Text segment ▸
So it’s taken us a year to get to it, but genre police is going to finally look at the genre that inspired its name. The Police procedural is perhaps the most popular television genre of the last thirty years, without thinking I could list upwards of twenty shows that fit the pattern. And yet, there’s a dearth of tabletop RPGs that feature this format as a starting block. It’s made even odder when you start digging into the genre and realise it’s the perfect situation for an RPG. Don’t believe me? Well, let’s take a look at the genre and it might just be the best tool you’ve never used. Just – don’t step past the yellow tape unless you’ve got a badge.
Just The Facts, Ma’am
While it’s pretty much up in the air as to when the Police Procedural was invented as a format, it’s generally accepted that the term came into use in 1956 when media critic Anthony Boucher was looking for a phrase to define the popular series Dragnet. The term at the time was supposed to signify a set of crime stories that strived for a more realistic portrayal of the inner workings of law enforcement.
This weekly deliver of ‘real life’ stories filled in a niche for an audience to explore a seedier side human existence at a safe distance. They function as the Aristotelian mirror into a ‘what if?’ world not too far from our own. The struggles are relatable without too much suspension of disbelief. They also secure our own moral position as a sort of modern morality play. We can see where the killer fell from grace, how the drug addict fell into the pattern. Our own world becomes safer, more understandable. In weekly chunks, we are given a work out of our moral fortitude. We feel philosophically educated. A police procedural won’t lie to us or take sides. Probably.
Of course, the genre has stepped outside of the boundaries of an episodic weekly show as well. With the arrival of Homicide: Life On The Street the genre became about human stories in which it’s protagonists can personify positions in a wider moral debate. This evolution continued with the success of shows like The Wire and True Detective that rebuilt the genre as societal dissection or mood piece. Modern shows have borrowed heavily from them and you even see it bleed into less realistic genre properties like Person Of Interest, Luke Cage or Grimm.
It’s a genre that has massive scope for deeper storytelling but the actual format of the police procedural hasn’t changed much over the years – it’s still about solving a problem with as a group and it creates a wonderful model for an ongoing series – a set of episodic but often linked stories with a focus on a continuing team centred around a recurring locale in which everyone has a specialism to bring to bear – Sound Familiar? Law & Order: Waterdeep anyone?
Examples in RPG
And yet….there’s almost no straight police procedural RPGs available. This is maybe to do with the lack of fantastical elements or that trying to represent a functioning legal system is too much of a challenge. Apart from Crime Fighter, which went out of print in the mid-nineties, it’s almost impossible to find a straight version of the genre. So here are some suggestions – if you squint.

Stored records ▸
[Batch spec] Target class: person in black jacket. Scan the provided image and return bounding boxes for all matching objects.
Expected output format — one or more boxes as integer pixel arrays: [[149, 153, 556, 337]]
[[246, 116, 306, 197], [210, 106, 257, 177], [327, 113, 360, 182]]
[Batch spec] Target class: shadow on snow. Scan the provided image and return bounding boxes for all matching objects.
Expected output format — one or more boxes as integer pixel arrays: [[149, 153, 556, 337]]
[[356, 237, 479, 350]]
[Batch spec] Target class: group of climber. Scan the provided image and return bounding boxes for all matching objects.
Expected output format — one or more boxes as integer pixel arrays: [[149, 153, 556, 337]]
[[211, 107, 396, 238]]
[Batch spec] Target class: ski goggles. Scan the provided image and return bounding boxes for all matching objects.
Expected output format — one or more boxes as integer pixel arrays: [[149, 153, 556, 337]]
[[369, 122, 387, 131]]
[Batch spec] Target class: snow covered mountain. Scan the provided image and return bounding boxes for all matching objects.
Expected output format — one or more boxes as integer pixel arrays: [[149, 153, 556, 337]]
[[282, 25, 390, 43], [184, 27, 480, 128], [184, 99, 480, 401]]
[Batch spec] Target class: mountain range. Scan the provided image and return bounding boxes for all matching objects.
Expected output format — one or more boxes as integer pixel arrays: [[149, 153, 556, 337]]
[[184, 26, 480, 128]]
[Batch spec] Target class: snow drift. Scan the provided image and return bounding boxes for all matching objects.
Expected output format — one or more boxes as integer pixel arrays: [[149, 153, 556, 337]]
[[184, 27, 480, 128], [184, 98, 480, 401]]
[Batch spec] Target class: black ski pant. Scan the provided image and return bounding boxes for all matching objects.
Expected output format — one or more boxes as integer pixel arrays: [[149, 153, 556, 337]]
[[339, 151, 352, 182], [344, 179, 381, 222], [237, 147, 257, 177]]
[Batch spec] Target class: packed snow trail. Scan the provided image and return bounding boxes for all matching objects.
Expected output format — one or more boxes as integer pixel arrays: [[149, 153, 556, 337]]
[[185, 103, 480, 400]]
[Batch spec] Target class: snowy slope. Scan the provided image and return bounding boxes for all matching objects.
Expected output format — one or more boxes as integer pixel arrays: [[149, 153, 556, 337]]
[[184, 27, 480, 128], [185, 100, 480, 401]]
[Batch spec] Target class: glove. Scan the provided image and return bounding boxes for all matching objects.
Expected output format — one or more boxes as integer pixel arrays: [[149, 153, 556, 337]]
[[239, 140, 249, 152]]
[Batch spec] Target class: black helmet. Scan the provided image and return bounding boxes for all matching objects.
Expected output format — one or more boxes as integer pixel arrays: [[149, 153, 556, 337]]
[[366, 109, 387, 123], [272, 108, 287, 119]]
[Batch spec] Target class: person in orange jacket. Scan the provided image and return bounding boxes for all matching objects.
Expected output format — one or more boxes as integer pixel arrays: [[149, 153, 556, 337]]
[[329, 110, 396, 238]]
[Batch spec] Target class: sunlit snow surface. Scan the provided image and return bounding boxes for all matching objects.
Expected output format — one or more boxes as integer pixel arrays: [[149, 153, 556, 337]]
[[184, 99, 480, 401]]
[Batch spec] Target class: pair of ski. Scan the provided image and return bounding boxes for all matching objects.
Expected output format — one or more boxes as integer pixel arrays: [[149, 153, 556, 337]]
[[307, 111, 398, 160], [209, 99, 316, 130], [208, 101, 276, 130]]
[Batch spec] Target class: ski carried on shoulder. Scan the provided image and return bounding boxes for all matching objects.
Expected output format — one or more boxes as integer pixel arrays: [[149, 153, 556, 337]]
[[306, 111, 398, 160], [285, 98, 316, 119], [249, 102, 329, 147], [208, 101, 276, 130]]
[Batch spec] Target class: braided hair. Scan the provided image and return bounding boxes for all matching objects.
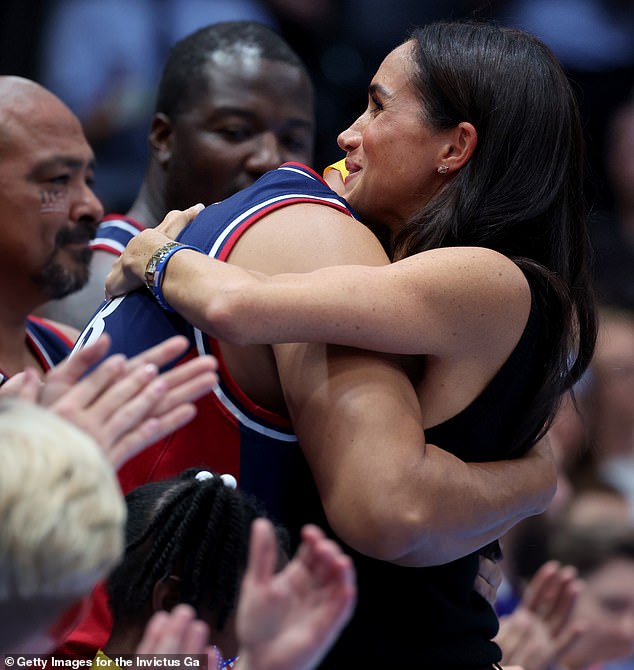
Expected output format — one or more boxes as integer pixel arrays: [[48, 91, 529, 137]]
[[106, 468, 289, 631]]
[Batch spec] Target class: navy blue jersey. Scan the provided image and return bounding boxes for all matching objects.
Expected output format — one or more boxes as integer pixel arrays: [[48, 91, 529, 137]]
[[78, 163, 350, 517]]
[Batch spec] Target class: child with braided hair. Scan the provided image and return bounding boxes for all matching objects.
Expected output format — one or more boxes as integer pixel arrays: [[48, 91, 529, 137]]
[[97, 468, 289, 667]]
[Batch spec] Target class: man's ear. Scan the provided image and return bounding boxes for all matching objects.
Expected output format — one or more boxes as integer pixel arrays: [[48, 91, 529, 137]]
[[441, 121, 478, 174], [149, 112, 173, 166], [152, 575, 181, 612]]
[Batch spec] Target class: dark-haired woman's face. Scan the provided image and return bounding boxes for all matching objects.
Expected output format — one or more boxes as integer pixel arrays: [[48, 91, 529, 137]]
[[338, 42, 448, 236]]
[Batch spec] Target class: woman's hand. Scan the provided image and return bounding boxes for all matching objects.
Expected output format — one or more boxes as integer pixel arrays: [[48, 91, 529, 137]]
[[106, 204, 204, 298], [237, 519, 356, 670]]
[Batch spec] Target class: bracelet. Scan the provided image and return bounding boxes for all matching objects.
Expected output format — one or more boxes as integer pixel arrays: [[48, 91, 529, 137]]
[[145, 241, 199, 312]]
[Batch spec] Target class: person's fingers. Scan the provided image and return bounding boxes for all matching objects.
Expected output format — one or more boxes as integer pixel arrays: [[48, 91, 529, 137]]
[[522, 561, 561, 612], [142, 604, 196, 654], [106, 404, 196, 469], [548, 566, 584, 637], [50, 354, 128, 423], [152, 356, 218, 416], [245, 517, 277, 583]]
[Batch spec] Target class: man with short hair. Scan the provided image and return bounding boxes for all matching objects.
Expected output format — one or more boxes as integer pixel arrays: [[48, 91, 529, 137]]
[[40, 21, 315, 328], [0, 76, 103, 382]]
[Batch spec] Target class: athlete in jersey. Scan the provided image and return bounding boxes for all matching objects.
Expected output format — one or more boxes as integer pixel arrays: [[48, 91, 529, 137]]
[[78, 163, 352, 515], [73, 165, 548, 668]]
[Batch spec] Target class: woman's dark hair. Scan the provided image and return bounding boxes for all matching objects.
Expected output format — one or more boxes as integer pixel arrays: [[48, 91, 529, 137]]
[[106, 468, 289, 630], [392, 21, 597, 447]]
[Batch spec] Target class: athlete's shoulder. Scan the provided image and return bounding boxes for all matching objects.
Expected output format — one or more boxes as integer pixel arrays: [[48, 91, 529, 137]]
[[90, 214, 144, 256]]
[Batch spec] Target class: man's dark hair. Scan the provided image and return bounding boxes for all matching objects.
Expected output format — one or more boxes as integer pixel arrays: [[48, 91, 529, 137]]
[[154, 21, 310, 118]]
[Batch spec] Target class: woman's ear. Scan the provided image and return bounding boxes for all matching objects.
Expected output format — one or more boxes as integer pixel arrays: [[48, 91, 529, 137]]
[[152, 575, 181, 612], [441, 121, 478, 173]]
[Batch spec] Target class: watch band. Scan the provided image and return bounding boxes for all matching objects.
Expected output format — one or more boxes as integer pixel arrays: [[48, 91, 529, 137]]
[[145, 241, 184, 293]]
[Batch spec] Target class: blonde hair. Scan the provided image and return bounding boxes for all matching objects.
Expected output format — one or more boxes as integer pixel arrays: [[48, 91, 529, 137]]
[[0, 400, 126, 644]]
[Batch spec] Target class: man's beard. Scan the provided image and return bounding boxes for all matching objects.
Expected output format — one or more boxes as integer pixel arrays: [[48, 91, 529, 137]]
[[33, 227, 94, 300]]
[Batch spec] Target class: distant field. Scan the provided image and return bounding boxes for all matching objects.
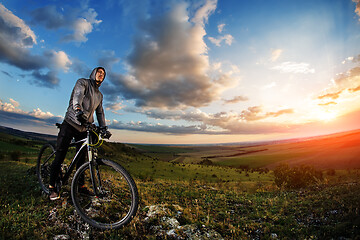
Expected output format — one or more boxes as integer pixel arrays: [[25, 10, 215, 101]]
[[134, 130, 360, 169]]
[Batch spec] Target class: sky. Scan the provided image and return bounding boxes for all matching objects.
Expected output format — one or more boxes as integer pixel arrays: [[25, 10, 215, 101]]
[[0, 0, 360, 144]]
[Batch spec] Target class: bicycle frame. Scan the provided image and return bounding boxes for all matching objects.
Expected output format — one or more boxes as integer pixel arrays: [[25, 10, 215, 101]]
[[60, 127, 102, 196]]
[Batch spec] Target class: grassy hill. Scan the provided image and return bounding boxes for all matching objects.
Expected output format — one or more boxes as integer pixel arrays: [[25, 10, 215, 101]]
[[135, 130, 360, 169], [0, 126, 360, 239]]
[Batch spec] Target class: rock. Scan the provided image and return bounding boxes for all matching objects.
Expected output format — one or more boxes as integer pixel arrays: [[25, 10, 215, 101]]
[[54, 234, 70, 240], [144, 204, 223, 240]]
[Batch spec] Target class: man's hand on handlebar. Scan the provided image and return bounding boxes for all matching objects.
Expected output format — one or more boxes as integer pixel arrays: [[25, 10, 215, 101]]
[[75, 109, 87, 124], [100, 126, 112, 139]]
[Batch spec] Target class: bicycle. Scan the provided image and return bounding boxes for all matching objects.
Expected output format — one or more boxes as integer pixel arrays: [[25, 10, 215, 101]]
[[36, 124, 139, 230]]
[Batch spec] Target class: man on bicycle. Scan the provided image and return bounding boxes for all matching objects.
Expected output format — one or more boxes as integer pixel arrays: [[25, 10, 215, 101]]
[[49, 67, 111, 200]]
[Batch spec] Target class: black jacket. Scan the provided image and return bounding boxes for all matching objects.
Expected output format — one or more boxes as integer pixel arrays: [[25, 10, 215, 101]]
[[65, 68, 106, 132]]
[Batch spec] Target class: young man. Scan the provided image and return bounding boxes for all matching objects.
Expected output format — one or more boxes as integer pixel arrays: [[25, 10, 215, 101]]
[[49, 67, 111, 200]]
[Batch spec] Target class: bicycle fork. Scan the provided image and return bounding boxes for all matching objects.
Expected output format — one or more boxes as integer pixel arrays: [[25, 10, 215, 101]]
[[87, 137, 104, 197]]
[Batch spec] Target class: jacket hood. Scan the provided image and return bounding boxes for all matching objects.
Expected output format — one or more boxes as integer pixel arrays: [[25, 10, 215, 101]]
[[90, 67, 106, 81]]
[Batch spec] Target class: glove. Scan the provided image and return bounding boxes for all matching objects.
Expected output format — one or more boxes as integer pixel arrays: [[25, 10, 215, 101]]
[[100, 126, 112, 139], [75, 109, 87, 124]]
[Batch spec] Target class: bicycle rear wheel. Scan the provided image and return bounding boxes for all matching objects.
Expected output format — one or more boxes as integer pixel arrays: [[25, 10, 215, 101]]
[[71, 159, 139, 229], [36, 143, 55, 194]]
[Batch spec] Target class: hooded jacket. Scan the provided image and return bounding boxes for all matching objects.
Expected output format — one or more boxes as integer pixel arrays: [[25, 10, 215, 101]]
[[65, 67, 106, 132]]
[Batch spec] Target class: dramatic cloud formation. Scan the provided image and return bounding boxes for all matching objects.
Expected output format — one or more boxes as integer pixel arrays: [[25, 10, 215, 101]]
[[110, 106, 294, 135], [104, 1, 232, 108], [318, 91, 342, 99], [270, 49, 283, 62], [353, 0, 360, 21], [0, 99, 63, 126], [31, 5, 102, 42], [208, 34, 234, 47], [272, 62, 315, 74], [223, 96, 249, 104], [208, 24, 234, 47], [0, 4, 72, 88]]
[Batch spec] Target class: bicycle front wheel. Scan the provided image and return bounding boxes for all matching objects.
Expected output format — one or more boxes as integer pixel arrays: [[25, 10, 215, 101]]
[[71, 159, 139, 229], [36, 143, 55, 194]]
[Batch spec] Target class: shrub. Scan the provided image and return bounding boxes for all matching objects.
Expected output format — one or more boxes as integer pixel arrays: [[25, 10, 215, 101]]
[[10, 151, 21, 161], [326, 169, 336, 176], [274, 164, 323, 189]]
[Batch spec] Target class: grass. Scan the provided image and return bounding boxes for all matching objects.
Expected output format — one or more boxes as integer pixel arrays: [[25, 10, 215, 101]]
[[0, 134, 360, 239], [0, 155, 360, 239]]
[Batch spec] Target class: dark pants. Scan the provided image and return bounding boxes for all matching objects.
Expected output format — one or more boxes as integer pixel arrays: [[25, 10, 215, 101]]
[[50, 121, 86, 186]]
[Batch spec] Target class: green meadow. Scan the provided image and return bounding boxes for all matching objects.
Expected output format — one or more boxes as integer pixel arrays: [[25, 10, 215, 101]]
[[0, 129, 360, 239]]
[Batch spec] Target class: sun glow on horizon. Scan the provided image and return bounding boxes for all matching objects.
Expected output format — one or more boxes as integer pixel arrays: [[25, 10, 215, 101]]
[[316, 111, 338, 122]]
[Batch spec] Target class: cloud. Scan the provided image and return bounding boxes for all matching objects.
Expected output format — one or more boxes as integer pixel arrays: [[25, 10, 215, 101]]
[[31, 5, 102, 42], [98, 50, 120, 71], [349, 85, 360, 92], [0, 98, 63, 126], [119, 106, 294, 134], [270, 49, 283, 62], [223, 96, 249, 104], [208, 23, 234, 47], [318, 91, 342, 99], [0, 4, 72, 88], [0, 3, 37, 47], [103, 1, 233, 108], [218, 23, 225, 33], [271, 62, 315, 74], [44, 50, 72, 72], [9, 98, 20, 108], [31, 70, 60, 88], [318, 101, 337, 106], [192, 0, 217, 26], [353, 0, 360, 21], [208, 34, 234, 47]]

Short exercise A ▸ Copy the listing word for word, from its first line through the line containing "113, 360, 182]]", with both of those lines included.
Short exercise B ▸ Extend the piece on police procedurals and tabletop RPGs from the point where it stops.

Task answer A ▸
[Batch spec] Target class: person in black jacket. Scan the provided image and return bounding boxes for all matching objects.
Expected output format — one or more boxes as integer pixel arrays: [[149, 153, 556, 337]]
[[246, 116, 306, 197], [210, 106, 257, 177], [327, 113, 360, 182]]

Task answer B ▸
Mutant City Blues: A game about police in a city of superheroes, MBC represents the closest you’re likely to get to a game about police procedural. Its added element is the supers, which makes for an engaging game with a new set of moral problems.
Tales From The 13th Precinct: From the New World Of Darkness (Now Chronicles Of Darkness), Tales comes with a fully functioning police precinct and officers to set against the dark forces of the universe. Remove the supernatural elements >and you have a working model. Or keep them in and cross pollinate advice from our horror column trilogy.
Judge Dredd: This one is…well…special. It’s sort of a Police Procedural. It’s also technically a cyberpunk noir. And a post-apocalyptic supers thing. And a comedy when it’s not a political commentary. Look, I could write pages on Judge Dredd but the various RPG’s released over the years have focused foremost on the police elements, even if it’s more actiony – because it creates great story. While you can pick up the Old Dredd RPGs (by Games Workshop and two Mongoose Publishing versions) and a new game has just been put up to Kickstarter that looks to be the best yet. Quickstart rules are available for free at drivethrurpg so check it out. You can have fun learning some of the really mental stuff that counts as a crime in Dredd’s universe (possession of sugar, anyone?).
Read ‘Em Their Rights
Time for us to get down to the elements of the offence. If you want to get that ‘Police team’ feel to any game, feel free to use these elements.
Set Your Reality Meter
You’re thinking about CSI aren’t you? Not exactly a realistic protrayal of day to day life in a crime unit though is it. Look at how insane some of those cases actually were. Yet technically a police Procedural. Also massively popular. When you begin it’s important – along with setting other standards – that you’re clear with players what type of game you’re after. Even if you are setting your game in a duregar police force in the neon mind flayer undercity from our Cyberpunk column, be prepared to define if your characters are going to be endlessly quipping Horatio Caine types, darkly tortured Elliot Stabler types or (God forbid) world wise TJ Hooker types.
Group Ensemble & Specialism
The focus here is not like a detective story, it’s about a team working together. This adds to the sense of team and realistic location. Make sure everybody has something to do in each story, a moment to use what there character can do or alternatively have everybody make a few characters set in the ‘department’ and tell them which ones will be best to use during each ‘case’ that way you can invent a case and then only move a few pieces toward certain characters. And I know that in most actual police cases, each department has a specialism rather than each member but maybe let that slide in order to create engaging stories.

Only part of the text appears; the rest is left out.